* Texto para revisar *
━━━━━━━━━━━━━━━━━━━━━━━━━━━━━━
El presidente de Estados Unidos, Donald Trump, manifestó de pronto su interés por recuperar la base militar de Bagram, la mayor erigida por las tropas de ocupación en Afganistán y principal centro de operaciones durante los 20 años que duró la ocupación del país centroasiático.
Lo hizo, como siempre, con pésimos modales y vertiendo amenazas no especificadas del tipo de “cosas malas van a pasar”, como si el pueblo afgano no hubiese vivido un infierno durante la prolongada presencia del Pentágono y sus aliados de la guerrerista OTAN.
Es lógico preguntarse en las actuales circunstancias, ¿por qué retorna esta ansiedad imperial luego de la vergonzosa huida de las tropas estadounidenses de ese país, que hizo recordar aquellas imágenes de gente colgando de helicópteros para salir a toda costa de Vietnam?
Resulta que en el fondo no es tan descabellada la idea de Washington, que aún antes del arribo de Trump fue moviendo las piezas de su ajedrez militar en puntos clave del planeta, sea en el Oriente Medio junto a Israel, como en el sur del mar Caribe en fechas más recientes y que estuvo precedida por una frenética actividad del Comando Sur hace un par de años, o en la complaciente Taiwán.
━━━━━━━━━━━━━━━━━━━━━━━━━━━━━━
* Objetivo del ejercicio *
Reproduce sin cambios el fragmento del texto sobre la base de Bagram que comienza con “Es lógico preguntarse” y sigue hasta “la complaciente Taiwán.”. El listado no guarda ninguna relación con el texto sobre la base de Bagram.

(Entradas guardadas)
━━━━━━━━━━━━━━━━━━━━━━━━━━━━━━
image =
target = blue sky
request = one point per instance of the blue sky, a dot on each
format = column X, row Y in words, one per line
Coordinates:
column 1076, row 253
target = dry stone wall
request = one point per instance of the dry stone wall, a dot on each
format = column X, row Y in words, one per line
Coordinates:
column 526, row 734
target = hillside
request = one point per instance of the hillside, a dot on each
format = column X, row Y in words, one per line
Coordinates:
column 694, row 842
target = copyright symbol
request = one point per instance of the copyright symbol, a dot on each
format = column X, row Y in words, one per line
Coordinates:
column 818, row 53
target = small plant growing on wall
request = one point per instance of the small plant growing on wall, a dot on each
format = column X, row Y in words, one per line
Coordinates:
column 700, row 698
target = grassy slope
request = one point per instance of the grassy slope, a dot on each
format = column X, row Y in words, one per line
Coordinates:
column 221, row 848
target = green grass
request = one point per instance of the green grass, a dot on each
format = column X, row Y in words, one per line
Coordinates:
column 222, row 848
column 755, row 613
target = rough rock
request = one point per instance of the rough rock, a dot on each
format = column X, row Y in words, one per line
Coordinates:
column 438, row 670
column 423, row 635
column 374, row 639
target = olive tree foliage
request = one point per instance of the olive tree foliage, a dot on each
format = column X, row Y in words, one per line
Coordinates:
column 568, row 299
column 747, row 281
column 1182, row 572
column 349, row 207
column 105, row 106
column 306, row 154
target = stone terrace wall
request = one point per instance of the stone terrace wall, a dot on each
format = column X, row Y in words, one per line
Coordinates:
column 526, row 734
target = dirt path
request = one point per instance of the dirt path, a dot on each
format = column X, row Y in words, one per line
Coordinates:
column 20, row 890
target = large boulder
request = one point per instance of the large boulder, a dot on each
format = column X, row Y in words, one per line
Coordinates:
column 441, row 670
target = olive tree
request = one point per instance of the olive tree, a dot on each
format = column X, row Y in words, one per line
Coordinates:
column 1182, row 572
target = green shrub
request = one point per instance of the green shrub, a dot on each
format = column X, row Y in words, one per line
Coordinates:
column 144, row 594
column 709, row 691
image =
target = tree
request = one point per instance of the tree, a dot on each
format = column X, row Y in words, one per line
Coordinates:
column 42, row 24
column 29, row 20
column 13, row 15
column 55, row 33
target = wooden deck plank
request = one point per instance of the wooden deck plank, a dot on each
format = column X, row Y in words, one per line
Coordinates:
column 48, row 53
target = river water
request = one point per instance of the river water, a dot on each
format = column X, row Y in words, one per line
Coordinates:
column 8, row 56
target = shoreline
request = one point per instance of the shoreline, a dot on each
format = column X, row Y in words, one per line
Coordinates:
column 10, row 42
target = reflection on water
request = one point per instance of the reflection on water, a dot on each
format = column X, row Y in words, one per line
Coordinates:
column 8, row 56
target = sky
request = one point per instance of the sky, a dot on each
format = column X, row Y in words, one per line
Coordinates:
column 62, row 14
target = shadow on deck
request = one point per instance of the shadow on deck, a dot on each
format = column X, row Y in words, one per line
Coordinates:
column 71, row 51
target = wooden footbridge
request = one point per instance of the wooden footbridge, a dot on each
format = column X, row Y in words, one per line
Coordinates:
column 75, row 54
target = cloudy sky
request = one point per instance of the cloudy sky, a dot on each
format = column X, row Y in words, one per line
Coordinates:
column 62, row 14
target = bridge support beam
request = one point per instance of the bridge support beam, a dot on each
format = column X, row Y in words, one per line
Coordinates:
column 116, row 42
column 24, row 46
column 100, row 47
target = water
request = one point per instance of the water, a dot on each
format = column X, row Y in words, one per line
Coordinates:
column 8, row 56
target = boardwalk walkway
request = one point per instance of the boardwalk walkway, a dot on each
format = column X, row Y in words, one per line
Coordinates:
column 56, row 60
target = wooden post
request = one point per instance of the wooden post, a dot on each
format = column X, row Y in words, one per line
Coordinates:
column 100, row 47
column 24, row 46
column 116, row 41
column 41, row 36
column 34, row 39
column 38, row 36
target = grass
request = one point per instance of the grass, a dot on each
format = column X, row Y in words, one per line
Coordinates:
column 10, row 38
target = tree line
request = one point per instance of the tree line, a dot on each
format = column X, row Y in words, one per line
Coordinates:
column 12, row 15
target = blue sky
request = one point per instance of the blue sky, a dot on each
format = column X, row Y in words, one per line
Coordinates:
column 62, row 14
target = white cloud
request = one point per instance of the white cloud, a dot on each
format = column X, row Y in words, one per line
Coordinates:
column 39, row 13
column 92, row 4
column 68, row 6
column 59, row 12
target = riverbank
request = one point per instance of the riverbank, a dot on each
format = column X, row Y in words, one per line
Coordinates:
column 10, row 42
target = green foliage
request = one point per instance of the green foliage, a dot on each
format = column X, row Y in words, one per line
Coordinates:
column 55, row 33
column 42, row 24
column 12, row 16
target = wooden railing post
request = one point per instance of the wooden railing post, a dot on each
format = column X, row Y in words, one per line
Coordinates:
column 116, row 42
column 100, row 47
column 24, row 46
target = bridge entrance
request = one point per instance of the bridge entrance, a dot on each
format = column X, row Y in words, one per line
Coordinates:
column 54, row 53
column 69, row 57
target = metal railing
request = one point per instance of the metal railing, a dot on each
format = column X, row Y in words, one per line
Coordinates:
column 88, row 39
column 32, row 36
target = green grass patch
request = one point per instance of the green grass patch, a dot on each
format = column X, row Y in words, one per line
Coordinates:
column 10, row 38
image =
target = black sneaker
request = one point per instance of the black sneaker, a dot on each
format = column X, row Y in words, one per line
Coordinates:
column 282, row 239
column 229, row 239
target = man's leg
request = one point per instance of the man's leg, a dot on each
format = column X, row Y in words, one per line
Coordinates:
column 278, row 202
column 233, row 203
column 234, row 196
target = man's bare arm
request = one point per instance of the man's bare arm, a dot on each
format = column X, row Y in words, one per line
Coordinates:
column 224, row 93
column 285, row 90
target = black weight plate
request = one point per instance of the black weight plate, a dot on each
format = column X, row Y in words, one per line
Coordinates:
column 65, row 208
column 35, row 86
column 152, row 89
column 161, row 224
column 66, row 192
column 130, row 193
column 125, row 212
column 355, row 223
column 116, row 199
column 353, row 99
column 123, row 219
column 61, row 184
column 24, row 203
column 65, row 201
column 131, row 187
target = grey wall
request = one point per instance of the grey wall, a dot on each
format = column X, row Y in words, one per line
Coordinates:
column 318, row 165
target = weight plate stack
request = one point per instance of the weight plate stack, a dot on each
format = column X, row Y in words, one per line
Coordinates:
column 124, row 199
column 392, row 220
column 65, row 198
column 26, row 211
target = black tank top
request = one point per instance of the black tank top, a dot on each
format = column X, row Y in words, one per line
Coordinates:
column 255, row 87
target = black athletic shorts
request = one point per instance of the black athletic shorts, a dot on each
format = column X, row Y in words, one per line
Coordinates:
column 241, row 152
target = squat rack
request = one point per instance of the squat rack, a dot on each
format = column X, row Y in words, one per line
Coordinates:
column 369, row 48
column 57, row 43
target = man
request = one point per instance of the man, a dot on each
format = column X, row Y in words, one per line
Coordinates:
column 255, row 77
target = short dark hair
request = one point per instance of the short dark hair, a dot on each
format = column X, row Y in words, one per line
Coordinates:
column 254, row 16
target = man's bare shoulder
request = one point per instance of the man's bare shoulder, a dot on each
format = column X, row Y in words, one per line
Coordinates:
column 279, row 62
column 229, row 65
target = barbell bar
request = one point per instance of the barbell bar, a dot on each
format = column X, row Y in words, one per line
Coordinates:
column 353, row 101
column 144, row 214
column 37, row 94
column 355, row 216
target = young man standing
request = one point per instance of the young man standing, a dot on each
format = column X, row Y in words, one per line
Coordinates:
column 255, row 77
━━━━━━━━━━━━━━━━━━━━━━━━━━━━━━
* Espacio de respuesta *
Es lógico preguntarse en las actuales circunstancias, ¿por qué retorna esta ansiedad imperial luego de la vergonzosa huida de las tropas estadounidenses de ese país, que hizo recordar aquellas imágenes de gente colgando de helicópteros para salir a toda costa de Vietnam?
Resulta que en el fondo no es tan descabellada la idea de Washington, que aún antes del arribo de Trump fue moviendo las piezas de su ajedrez militar en puntos clave del planeta, sea en el Oriente Medio junto a Israel, como en el sur del mar Caribe en fechas más recientes y que estuvo precedida por una frenética actividad del Comando Sur hace un par de años, o en la complaciente Taiwán.